*Verilen Metin*

Dipten Gelen Dalga

15 Ekim 2017 Pazar

Zamanları azdır bu nedenle hızlandılar. İktidarı meşru olmayan yol ve yöntemlerle pekiştirmenin verdiği huzursuz rahatlıkla “mevzuata uymamayı” tavsiye ederek ilerliyorlar. Öncelikli iki işten birincisi; rejimi dönüştürerek, üst yapıyı şeriat hükümlerine göre yeniden kurgulayarak İslamcı otoriter yapıyı, “büyük hevesi” gerçekleştirmektir. İkincisi; potansiyel tehlikeyi, işçi emekçi sınıfları politikadan, sendikal alandan uzaklaştırmak, işsiz kalmama, varolma savaşına kilitlemek, toplumsal ve dönüştürücü bir güç olarak harekete geçmelerini önlemektir.

***

Epeyce yol aldıkları birinci işte; yasalarda, şer’i uygulamalarda artık daha rahat hareket ediyorlar. İmam hatiplerin tek tip okul ilan edilmesi bir yana, medrese sisteminde de, yani eğitim sisteminin tümüyle dini esaslara dayandırılmasında da ilerlediler. Şeriat eğitimini okulöncesi çağa kadar indirme denemeleri adım adım “mahalle baskısı” yöntemiyle yürütülüyor. Kadınlar, aile, evlenme akdi artık din adamlarına havale edilmiştir. Okul, cami, mahalle bu sistemin can damarını oluşturmak üzere yeniden düzenleniyor.

*Sağlanan Malzeme*
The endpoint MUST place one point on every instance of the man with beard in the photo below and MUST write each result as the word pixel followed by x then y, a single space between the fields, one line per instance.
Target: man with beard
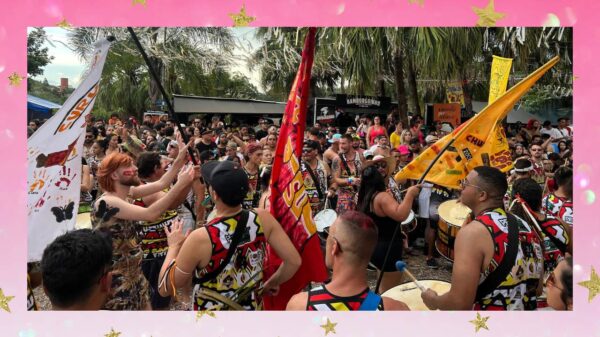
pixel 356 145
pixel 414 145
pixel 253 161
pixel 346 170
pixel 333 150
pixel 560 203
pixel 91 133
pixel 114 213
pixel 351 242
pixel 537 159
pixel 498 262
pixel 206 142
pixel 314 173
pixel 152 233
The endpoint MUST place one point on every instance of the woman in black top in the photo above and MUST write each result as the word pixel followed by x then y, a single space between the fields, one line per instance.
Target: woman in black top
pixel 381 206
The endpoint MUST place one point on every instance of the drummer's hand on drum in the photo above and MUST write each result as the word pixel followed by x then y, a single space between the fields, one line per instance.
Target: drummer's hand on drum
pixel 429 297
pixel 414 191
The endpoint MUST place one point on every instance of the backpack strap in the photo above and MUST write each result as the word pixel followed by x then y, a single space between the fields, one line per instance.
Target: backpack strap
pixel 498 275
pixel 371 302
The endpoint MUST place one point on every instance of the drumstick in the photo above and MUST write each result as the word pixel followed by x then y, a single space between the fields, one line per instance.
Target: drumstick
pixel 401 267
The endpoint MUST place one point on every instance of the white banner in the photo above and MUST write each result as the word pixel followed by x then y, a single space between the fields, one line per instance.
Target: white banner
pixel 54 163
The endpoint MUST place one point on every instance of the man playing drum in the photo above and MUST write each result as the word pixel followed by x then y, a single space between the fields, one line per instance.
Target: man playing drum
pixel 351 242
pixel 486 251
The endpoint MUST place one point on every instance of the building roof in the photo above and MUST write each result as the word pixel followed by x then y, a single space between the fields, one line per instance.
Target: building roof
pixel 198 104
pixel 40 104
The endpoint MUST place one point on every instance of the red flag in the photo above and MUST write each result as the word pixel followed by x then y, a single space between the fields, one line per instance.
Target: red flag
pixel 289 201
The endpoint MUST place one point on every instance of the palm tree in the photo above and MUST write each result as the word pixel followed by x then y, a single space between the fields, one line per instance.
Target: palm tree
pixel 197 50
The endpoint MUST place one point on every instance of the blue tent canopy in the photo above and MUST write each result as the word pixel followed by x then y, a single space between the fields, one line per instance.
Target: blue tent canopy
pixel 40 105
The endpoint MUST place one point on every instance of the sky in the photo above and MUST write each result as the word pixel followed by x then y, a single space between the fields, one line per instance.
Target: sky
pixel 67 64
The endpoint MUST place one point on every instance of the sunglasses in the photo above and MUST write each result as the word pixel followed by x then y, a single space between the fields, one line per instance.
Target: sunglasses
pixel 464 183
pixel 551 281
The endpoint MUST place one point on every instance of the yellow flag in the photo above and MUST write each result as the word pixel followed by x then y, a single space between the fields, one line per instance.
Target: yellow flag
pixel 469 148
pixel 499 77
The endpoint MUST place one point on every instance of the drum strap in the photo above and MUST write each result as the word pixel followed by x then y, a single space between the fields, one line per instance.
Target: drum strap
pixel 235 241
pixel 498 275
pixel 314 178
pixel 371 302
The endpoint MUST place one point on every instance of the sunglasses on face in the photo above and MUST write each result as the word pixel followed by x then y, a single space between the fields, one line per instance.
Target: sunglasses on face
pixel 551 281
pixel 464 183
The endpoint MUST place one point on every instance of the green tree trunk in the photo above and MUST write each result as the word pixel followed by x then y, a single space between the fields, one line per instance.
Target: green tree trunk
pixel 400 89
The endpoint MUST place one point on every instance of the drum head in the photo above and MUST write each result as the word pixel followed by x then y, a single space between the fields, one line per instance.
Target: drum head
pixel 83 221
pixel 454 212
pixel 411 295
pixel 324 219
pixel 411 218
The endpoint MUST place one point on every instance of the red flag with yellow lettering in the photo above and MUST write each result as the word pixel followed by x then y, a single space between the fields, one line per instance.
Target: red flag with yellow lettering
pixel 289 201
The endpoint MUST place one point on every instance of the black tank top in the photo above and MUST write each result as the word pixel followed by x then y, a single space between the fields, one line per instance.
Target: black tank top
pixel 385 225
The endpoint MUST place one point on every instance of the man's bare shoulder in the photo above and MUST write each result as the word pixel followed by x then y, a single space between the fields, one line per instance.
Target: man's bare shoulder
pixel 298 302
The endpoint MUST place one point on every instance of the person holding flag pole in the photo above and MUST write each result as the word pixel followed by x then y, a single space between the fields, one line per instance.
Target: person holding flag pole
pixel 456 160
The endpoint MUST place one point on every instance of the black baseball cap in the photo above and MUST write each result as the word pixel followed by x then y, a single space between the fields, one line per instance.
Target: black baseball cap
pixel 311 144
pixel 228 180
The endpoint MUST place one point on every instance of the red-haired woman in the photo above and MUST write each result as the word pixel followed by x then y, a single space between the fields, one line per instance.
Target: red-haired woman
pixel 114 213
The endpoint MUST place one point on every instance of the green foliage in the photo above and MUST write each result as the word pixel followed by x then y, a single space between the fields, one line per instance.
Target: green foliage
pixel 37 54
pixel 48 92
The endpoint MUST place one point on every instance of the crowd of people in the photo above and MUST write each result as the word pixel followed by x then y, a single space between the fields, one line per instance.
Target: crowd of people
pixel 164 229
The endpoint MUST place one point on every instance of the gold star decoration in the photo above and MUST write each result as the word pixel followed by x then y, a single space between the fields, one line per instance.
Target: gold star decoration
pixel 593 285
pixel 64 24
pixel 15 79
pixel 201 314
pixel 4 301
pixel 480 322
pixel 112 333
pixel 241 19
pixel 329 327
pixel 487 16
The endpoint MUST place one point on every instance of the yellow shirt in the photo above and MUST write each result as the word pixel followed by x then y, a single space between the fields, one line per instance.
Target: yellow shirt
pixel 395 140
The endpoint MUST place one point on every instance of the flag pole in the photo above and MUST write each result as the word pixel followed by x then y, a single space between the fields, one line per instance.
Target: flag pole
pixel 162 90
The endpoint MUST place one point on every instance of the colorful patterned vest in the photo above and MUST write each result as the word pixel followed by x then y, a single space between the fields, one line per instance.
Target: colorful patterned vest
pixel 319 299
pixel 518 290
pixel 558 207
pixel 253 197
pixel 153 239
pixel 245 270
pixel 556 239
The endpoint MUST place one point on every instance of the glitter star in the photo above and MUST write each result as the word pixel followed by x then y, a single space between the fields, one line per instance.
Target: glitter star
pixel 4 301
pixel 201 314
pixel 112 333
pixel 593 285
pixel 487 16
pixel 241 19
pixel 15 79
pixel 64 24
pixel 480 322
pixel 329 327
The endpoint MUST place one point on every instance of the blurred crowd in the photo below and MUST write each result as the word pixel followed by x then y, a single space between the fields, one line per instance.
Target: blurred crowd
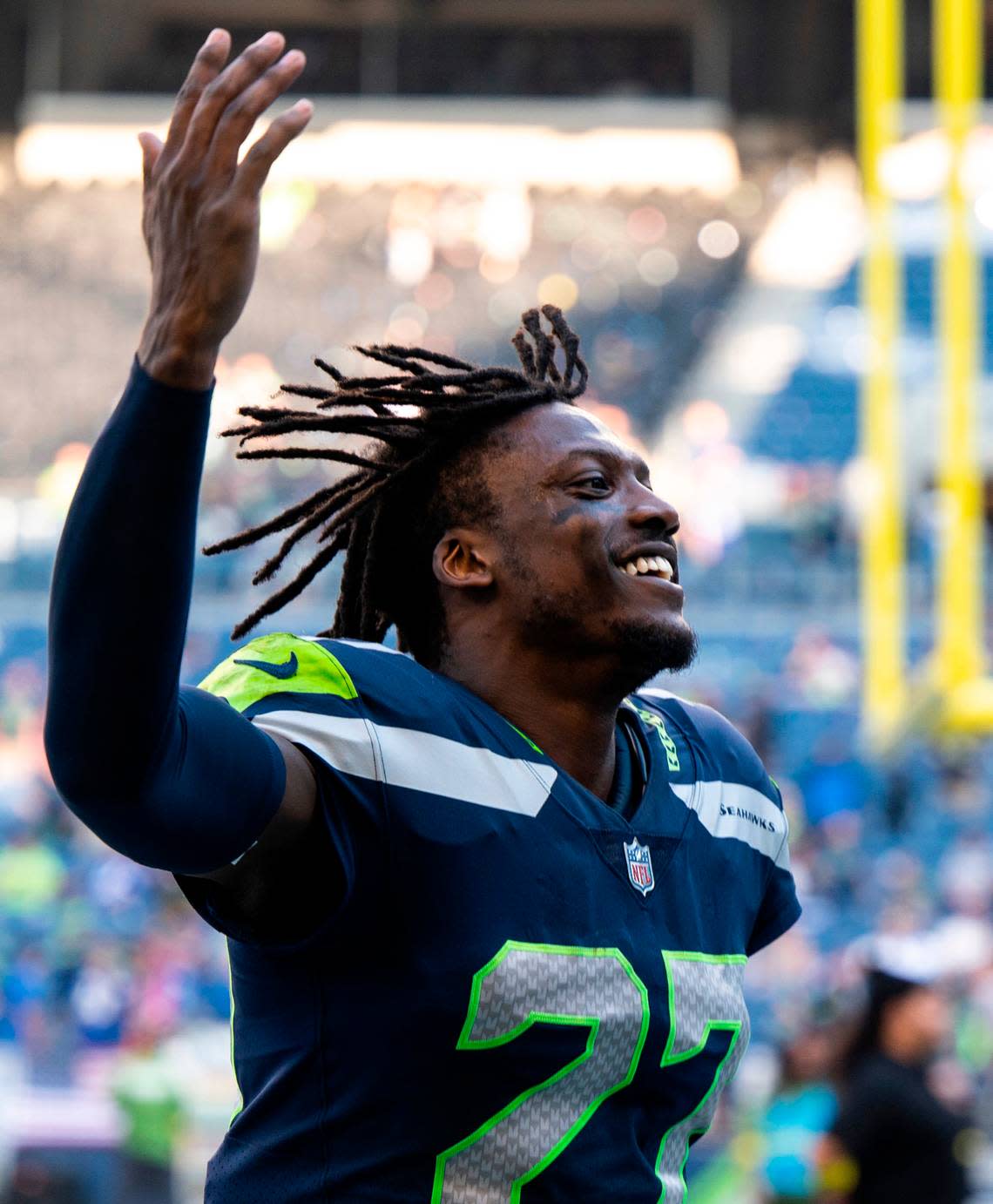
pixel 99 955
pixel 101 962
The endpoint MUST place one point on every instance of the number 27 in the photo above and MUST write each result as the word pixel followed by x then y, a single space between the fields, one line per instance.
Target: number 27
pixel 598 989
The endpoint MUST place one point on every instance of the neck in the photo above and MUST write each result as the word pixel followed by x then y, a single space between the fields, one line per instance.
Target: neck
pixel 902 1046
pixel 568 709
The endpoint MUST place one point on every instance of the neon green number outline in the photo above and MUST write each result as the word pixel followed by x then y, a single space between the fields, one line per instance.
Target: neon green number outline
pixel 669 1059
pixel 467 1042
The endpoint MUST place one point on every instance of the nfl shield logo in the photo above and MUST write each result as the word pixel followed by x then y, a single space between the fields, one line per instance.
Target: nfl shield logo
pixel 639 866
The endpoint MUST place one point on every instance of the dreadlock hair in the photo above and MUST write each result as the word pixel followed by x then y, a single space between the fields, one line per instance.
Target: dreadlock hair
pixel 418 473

*Görev Yönergesi*
İktidarın rejimi dönüştürme ve emekçileri siyasetten uzaklaştırma çabalarını anlatan yukarıdaki metni, son cümlesinin ardından sürdürün.

*Görev Yanıtı*
***

Burada dünyaya nasıl ayak uydurulacak, bilim ve teknolojiden nasıl uzak kalınacak sorusunun sık sık sorulduğunu duyuyoruz. Böyle bir kaygıları yoktur; daha doğrusu bu soruya/soruna kendilerince yanıtları vardır. Bilim İslamileştirilecek, evrim gibi tehlikeli teorilerden arındırılacak, şaka gibi gelebilir ama “sülük ve hacamat tıbbı” yaygınlaşacak, teknoloji ise iş ve eğlence dünyasının hizmetine sunulacaktır. Milletin ya da ümmetin ilimle, bilimle ilgilenmesine gerek yoktur; teknoloji ve teknokrat gereksinimi eğitim sisteminin elit yetiştirme yöntemleriyle çözülecek bir sorundur.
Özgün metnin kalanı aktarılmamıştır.